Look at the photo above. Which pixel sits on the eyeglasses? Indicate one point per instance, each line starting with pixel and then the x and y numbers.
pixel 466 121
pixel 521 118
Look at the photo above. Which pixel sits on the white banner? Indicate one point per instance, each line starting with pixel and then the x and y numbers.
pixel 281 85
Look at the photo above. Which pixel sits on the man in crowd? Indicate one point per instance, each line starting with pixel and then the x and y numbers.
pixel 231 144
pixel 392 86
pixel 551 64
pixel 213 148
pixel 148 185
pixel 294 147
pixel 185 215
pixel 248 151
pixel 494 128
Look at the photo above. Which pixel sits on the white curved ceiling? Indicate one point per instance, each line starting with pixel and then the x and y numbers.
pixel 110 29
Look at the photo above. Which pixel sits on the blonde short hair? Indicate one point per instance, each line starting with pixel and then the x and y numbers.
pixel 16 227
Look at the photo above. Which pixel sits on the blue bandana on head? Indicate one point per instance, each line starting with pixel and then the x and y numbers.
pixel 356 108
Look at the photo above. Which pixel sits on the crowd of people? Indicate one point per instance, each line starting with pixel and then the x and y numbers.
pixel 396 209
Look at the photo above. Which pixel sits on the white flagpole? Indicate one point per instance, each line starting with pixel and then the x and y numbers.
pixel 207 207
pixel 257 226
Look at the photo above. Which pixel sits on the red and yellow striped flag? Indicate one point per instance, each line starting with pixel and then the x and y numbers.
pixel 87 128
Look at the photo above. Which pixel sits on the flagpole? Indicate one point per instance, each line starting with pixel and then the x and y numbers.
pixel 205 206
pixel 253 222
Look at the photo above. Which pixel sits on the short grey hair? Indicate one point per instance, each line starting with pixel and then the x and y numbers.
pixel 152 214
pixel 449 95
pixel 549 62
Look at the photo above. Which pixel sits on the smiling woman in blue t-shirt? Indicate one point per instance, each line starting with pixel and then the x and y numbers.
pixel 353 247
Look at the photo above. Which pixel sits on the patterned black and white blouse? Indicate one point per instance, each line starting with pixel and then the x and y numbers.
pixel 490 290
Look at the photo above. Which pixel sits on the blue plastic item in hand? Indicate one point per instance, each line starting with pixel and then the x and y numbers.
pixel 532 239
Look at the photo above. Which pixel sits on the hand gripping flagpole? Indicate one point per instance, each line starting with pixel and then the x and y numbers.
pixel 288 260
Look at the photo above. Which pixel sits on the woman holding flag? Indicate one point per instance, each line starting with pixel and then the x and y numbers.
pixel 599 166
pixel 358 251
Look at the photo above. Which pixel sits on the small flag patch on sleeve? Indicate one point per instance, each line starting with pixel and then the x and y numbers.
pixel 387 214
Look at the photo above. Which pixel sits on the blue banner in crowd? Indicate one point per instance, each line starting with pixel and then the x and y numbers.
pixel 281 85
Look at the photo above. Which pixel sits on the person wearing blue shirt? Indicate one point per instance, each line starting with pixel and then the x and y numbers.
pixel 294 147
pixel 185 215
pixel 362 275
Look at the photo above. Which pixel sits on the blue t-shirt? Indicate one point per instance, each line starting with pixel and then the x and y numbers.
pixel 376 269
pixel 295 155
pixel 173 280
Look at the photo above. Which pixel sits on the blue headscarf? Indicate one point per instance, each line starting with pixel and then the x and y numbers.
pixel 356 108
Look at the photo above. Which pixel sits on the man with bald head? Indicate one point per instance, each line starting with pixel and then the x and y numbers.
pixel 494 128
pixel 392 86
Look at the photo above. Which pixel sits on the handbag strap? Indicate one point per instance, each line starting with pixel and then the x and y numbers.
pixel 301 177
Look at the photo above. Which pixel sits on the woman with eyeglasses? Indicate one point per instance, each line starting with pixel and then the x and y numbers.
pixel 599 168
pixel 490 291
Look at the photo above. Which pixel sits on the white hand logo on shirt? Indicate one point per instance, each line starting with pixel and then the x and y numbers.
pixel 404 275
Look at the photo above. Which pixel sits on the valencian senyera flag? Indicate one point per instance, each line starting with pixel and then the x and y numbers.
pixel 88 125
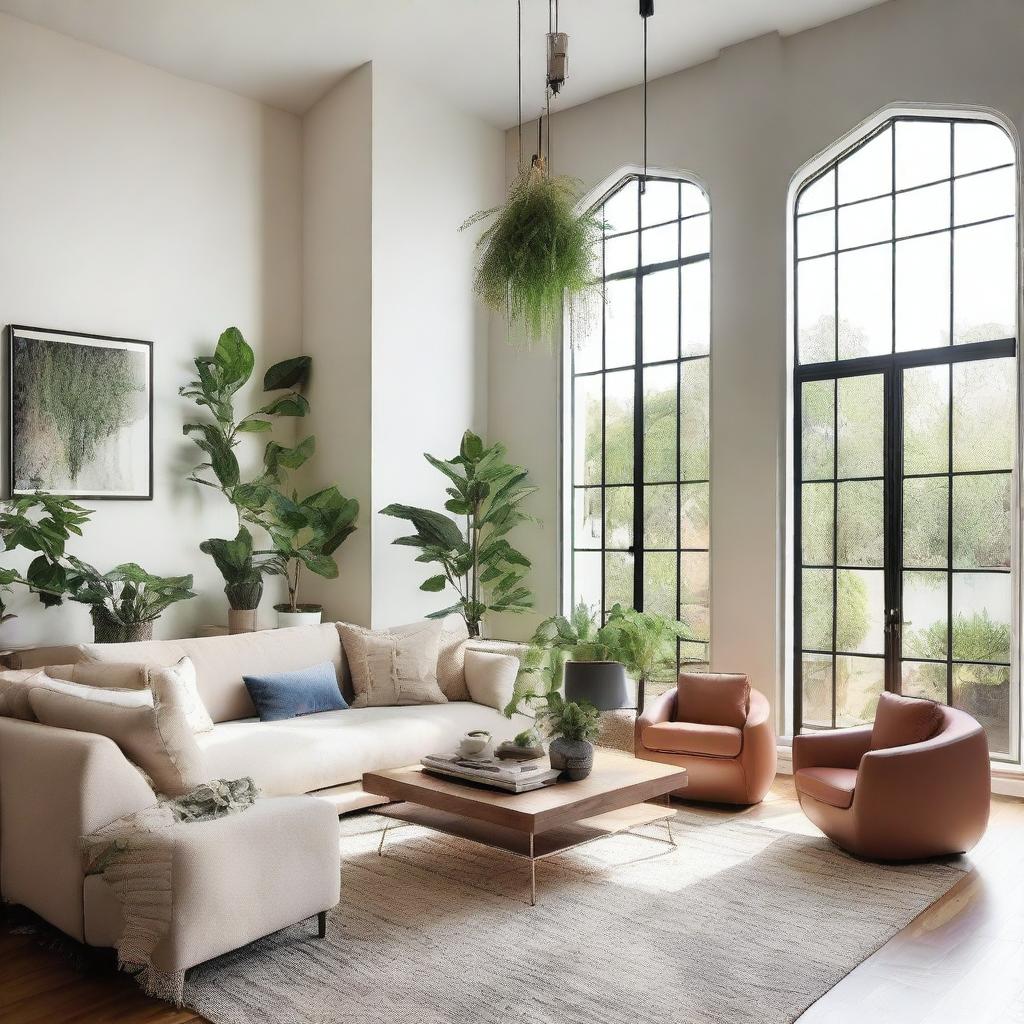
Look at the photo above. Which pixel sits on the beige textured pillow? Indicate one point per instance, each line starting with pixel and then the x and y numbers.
pixel 176 685
pixel 159 739
pixel 391 668
pixel 491 678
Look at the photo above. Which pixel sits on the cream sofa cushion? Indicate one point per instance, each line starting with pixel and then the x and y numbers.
pixel 158 738
pixel 221 662
pixel 393 667
pixel 317 752
pixel 176 684
pixel 491 677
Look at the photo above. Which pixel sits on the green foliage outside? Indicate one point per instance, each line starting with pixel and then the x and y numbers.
pixel 476 561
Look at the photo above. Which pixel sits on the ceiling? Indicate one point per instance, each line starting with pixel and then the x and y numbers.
pixel 288 53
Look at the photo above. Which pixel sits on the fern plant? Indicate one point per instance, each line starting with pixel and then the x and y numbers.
pixel 538 252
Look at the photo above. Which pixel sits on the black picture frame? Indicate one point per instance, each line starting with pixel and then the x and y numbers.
pixel 19 332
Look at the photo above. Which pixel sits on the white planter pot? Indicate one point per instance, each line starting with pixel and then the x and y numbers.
pixel 286 619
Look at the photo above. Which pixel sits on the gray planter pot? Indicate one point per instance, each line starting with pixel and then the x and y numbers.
pixel 574 759
pixel 602 683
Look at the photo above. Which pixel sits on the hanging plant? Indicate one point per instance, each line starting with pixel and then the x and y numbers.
pixel 539 253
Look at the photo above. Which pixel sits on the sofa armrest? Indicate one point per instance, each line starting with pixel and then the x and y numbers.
pixel 55 786
pixel 837 749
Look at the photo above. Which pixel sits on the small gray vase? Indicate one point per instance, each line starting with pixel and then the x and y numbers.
pixel 573 758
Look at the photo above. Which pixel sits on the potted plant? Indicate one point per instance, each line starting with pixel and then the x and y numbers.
pixel 477 562
pixel 305 534
pixel 218 379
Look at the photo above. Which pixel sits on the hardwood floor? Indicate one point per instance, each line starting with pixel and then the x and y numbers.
pixel 958 962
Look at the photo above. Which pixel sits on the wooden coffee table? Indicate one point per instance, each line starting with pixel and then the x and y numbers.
pixel 538 824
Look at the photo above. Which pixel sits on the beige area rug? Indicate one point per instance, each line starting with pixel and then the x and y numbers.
pixel 740 923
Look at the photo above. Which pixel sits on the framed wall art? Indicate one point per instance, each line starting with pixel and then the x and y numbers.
pixel 80 415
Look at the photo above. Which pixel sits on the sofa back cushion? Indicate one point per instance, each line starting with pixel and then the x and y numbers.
pixel 221 662
pixel 713 698
pixel 900 721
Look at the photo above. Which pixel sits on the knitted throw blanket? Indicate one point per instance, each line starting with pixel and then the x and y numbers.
pixel 134 855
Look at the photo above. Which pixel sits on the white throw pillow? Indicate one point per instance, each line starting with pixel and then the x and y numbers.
pixel 393 668
pixel 491 677
pixel 177 683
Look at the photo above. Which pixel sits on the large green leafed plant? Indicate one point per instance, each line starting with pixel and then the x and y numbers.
pixel 476 561
pixel 539 252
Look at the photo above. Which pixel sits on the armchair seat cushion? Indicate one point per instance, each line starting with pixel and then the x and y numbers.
pixel 829 785
pixel 692 737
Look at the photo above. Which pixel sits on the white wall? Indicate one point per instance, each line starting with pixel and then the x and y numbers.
pixel 743 124
pixel 398 343
pixel 136 204
pixel 433 166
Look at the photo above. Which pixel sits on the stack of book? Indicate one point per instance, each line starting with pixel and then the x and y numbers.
pixel 509 776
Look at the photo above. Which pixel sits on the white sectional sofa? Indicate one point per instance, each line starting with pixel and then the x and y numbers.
pixel 57 785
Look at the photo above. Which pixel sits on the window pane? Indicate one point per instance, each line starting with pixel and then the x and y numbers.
pixel 660 315
pixel 587 579
pixel 617 580
pixel 922 679
pixel 860 611
pixel 659 202
pixel 694 593
pixel 658 245
pixel 587 517
pixel 816 609
pixel 985 282
pixel 923 210
pixel 819 195
pixel 817 427
pixel 981 616
pixel 981 521
pixel 696 308
pixel 659 518
pixel 619 427
pixel 696 236
pixel 621 209
pixel 983 691
pixel 868 170
pixel 617 517
pixel 984 196
pixel 693 515
pixel 694 422
pixel 620 323
pixel 984 415
pixel 865 222
pixel 659 582
pixel 659 423
pixel 865 302
pixel 922 152
pixel 926 522
pixel 816 309
pixel 859 682
pixel 979 145
pixel 816 520
pixel 926 420
pixel 587 430
pixel 861 421
pixel 816 679
pixel 859 529
pixel 816 233
pixel 923 292
pixel 926 615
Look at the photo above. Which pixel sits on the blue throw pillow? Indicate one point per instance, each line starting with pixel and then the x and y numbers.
pixel 289 694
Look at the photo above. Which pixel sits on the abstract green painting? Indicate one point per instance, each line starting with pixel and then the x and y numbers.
pixel 81 415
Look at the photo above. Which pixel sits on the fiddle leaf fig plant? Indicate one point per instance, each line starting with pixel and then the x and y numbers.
pixel 476 560
pixel 218 378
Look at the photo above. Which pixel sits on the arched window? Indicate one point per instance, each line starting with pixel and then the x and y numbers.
pixel 905 426
pixel 636 398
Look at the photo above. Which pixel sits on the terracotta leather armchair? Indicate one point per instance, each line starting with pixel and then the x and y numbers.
pixel 717 728
pixel 905 802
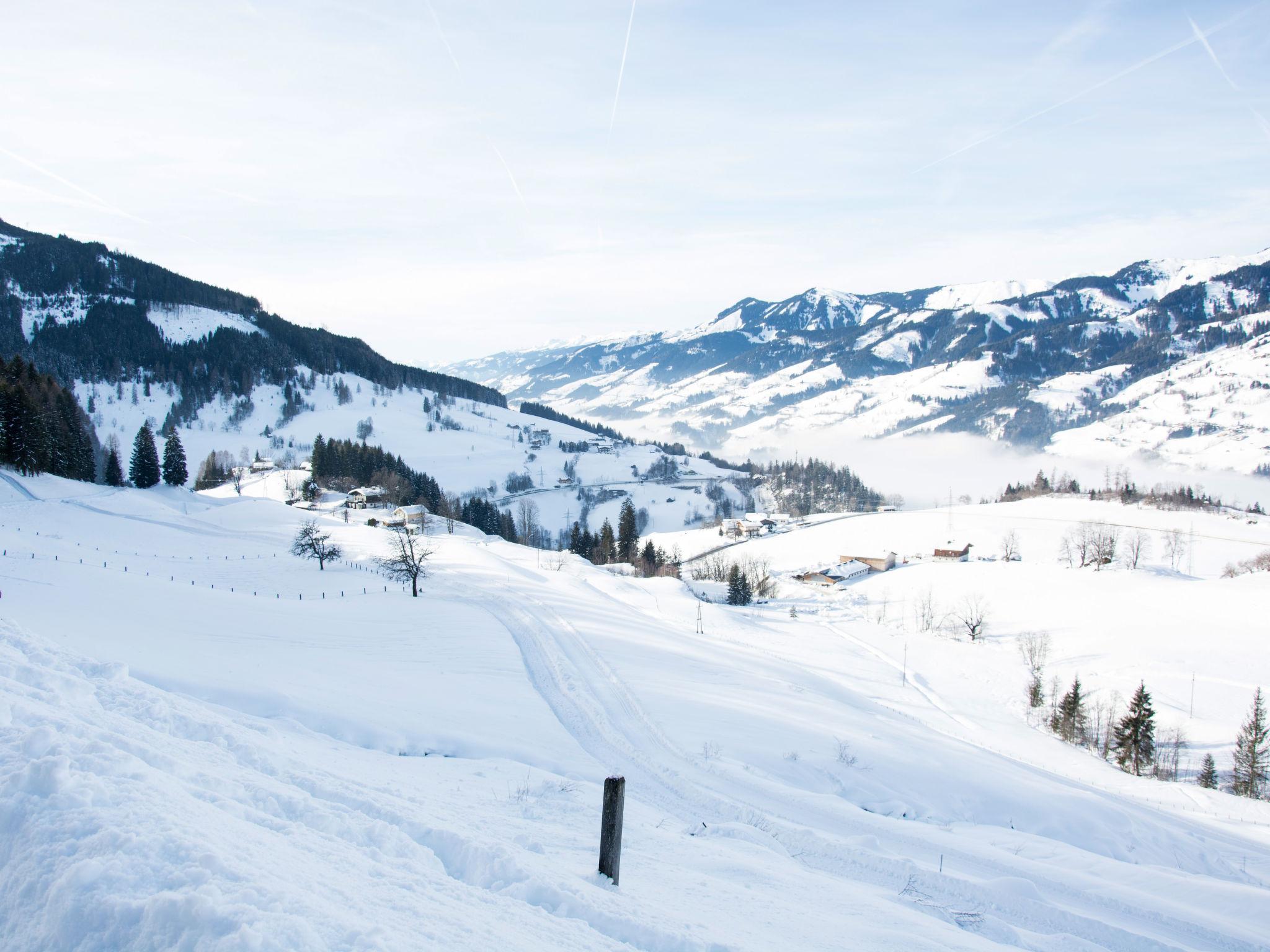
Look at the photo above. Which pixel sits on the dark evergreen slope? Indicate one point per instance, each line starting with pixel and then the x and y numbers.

◇ ◇ ◇

#### Requirement
Reproduce verbatim the stretch of the material from the line containing "the blue bandana" through the line containing "pixel 396 209", including both of those lines.

#### Answer to this task
Look at the photo above. Which pixel sits on the blue bandana on head? Indicate one point per instance, each line starting with pixel and then the x and y numbers.
pixel 356 108
Look at the photo above. Which pixel sits on the crowd of people? Indicate one point per instance, each line starting with pixel and then the x and y numbers.
pixel 396 209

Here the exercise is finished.